= Text shown =
Born in Adelaide, Australia to a Greek mother and an Italian father, James Troisi was spotted by Newcastle talent scouts and invited to The Toon for a trial.

The 16 year old Aussie impressed Beardsley and Carver with his pace, trickery and two-footed tenacity and was subsequently offered a scholarship by the club. His family had to take out a credit loan to up sticks and move to the North East so Troisi could follow his dream of playing in the Premier League.

He was earning only £100 a week at that time and he would walk to training every day to save money on public transport. It wasn’t until he earned a professional contract almost two years later that his family could afford to pay off their debts and Troisi could afford to focus fully on his development.

Despite the sacrifice and dedication shown, it didn’t go to plan for Troisi at Newcastle as the young prospect only made it as far as the bench under Sam Allardyce, and was then released by Kevin Keegan. Fans could be forgiven for asking not, “What happened to James Troisi?” but “Who is James Troisi?”.

However, NUFC anoraks like myself will likely remember the young Socceroo, a shining light in the academy alongside the likes of local lads, Andy Carroll and Fraser Forster. Of course, both Carroll and Forster went on to forge fairly successful Premier League careers but Troisi’s path in football has been much more complicated and less travelled than the Geordie pair.

After being released by the club amid the Cockney Mafia takeover, Troisi decided to join Genclerbirligi in the Turkish Super Lig on the advice of friend and mentor, Emre. The club have a long tradition of signing aspiring youngsters – their name literally translates to ‘Youth Union’ and at 20 years old, Troisi was desperate to get a season of first team football under his belt.

It was a baptism of fire for Troisi who would feature in 29 games for the club who battled bravely against relegation, retaining their place in the league on the final day of the season. Still, this was a successful season for Troisi as he contributed 6 goals, 3 of which were scored in a 3-1 victory over Kayserispor who he would end up signing for at the end of the season. He also made his full international debut against Singapore, which must have felt like a proud moment and a huge step in his fledgling career.

With the knowledge that another big season in Turkey could well catch the attention of the Socceroos manager, Pim Verbeek, as he prepared to select his squad for the 2010 World Cup, Troisi decided to sign a 3 year contract with Kayserispor. He featured in 25 games in his first season but only played the full 90 minutes on 6 occasions. The team finished 8th in what was a fairly uneventful time for Troisi, who went under the radar for most of the season.

= Available data =
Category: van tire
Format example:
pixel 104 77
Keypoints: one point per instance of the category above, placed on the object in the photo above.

= Your instructions =
Please duplicate, word for word, the stretch of the James Troisi article that starts at the words "Born in Adelaide, Australia" and ends after "on his development.".

= In response =
Born in Adelaide, Australia to a Greek mother and an Italian father, James Troisi was spotted by Newcastle talent scouts and invited to The Toon for a trial.

The 16 year old Aussie impressed Beardsley and Carver with his pace, trickery and two-footed tenacity and was subsequently offered a scholarship by the club. His family had to take out a credit loan to up sticks and move to the North East so Troisi could follow his dream of playing in the Premier League.

He was earning only £100 a week at that time and he would walk to training every day to save money on public transport. It wasn’t until he earned a professional contract almost two years later that his family could afford to pay off their debts and Troisi could afford to focus fully on his development.